Thread: Lottery
View Single Post
 
Old Jul 01, 2016, 09:26 AM
piano97 piano97 is offline
Member
 
Member Since: Dec 2015
Location: Indiana
Posts: 473
Doing much better. Yesterday I felt normal so to speak. I think I'm slightly hypomanic but harmless and perhaps helpful. I have not been having depressive symptoms. I am productive at home, am socializing more (and in a hypomanic way after an episode). I notice my 'filter' is lower but I do have a little control. I'm more 'saying what's really on my mind rather than filtering it. I still have some. Ie. I almost told a friend his arms were really hot yesterday but I filtered it. He laughed at a lot of things I did say though and we had a great time. I have been meeting with my boss every other day. She kept saying 'let's go day to day' , until yesterday, and said "let's aim for next Wednesday or Thursday' which is the closest I've got to an answer on when I can go back. I am calling MD first thing Tuesda (holiday) and it's likely I will have improved more and he'll be fine releasing me from the message I leave.

Dataset items

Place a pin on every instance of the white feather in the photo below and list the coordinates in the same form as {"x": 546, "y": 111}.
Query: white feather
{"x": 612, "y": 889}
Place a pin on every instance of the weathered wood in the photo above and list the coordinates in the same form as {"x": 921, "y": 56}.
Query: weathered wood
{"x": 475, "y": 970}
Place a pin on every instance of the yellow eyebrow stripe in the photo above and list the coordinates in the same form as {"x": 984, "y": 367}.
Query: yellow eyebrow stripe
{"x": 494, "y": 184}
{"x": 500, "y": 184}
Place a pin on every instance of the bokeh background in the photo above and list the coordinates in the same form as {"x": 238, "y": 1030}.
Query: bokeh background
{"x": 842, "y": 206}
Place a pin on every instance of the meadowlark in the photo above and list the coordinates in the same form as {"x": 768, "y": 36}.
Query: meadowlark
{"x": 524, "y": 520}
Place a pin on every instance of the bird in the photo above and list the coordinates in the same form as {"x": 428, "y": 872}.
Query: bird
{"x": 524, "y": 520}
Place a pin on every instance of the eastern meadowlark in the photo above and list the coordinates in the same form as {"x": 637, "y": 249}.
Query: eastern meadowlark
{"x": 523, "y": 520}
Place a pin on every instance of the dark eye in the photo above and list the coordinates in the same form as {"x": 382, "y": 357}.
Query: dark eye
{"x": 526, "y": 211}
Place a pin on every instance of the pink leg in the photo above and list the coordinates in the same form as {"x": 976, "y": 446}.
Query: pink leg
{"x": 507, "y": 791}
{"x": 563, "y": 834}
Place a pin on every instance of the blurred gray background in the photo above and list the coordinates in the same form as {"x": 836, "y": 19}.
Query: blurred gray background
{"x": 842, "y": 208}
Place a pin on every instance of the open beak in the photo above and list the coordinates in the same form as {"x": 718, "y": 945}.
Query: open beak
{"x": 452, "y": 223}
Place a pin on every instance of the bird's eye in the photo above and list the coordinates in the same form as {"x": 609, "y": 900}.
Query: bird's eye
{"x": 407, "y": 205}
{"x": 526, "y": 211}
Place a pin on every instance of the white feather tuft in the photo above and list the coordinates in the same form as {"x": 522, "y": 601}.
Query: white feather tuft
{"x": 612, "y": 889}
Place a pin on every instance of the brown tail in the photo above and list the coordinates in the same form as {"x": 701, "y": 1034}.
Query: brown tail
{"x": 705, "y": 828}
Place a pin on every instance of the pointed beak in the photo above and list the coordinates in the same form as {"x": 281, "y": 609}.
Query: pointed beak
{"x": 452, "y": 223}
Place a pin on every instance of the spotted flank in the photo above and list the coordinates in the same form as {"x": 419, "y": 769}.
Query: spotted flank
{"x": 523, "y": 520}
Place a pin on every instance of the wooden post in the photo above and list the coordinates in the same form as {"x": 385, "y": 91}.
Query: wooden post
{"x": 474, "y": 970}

About this exercise →
Continue the forum post about recovering from an episode and waiting to return to work, starting right after its last sentence.

Answer to this exercise →
A friend of mine recently said I should get SSDI. I do not want to. I undertand her saying that. I've been off work at least 5 times in the past 18 months, for at least 3 weeks a time. Plus many other 2-3 day misses. I am at a new job. I do have short-term disability but the long term is not active for 1 full year from hire. The short term is not aplicable to this episode because i have not been there 6 months yet. If I do in fact need disability, I think I need to make strong efforts upon my return, and re-establish a solid period of 4-6 months continually working. I just did 3.5 straight. I had some misses here and there related to bipolar symptoms, and in the month before I 'really' broke I was missing one day a week. I love my job. I think it's the best job I've ever have. Something I thought about though, is, if, I have trouble again this calendar year, I could potentially be ok with declaring, and then still trying to work at current company no-benefits 10 hours a week. I want to be stable and not just for 3 months. For years. I have lost 10s of thousands of dollars in the past 18 months in lost wages, medical expenses, etc.

Again, I am having marked improvements daily and it's great!!!!
I can drive. I'm eating meals. I'm socializing and having some fun as of yestreday.
I got really really sick over the course of a month and then fell off the cliff. It will continue improving. Thank-you for listening and best wishes to all.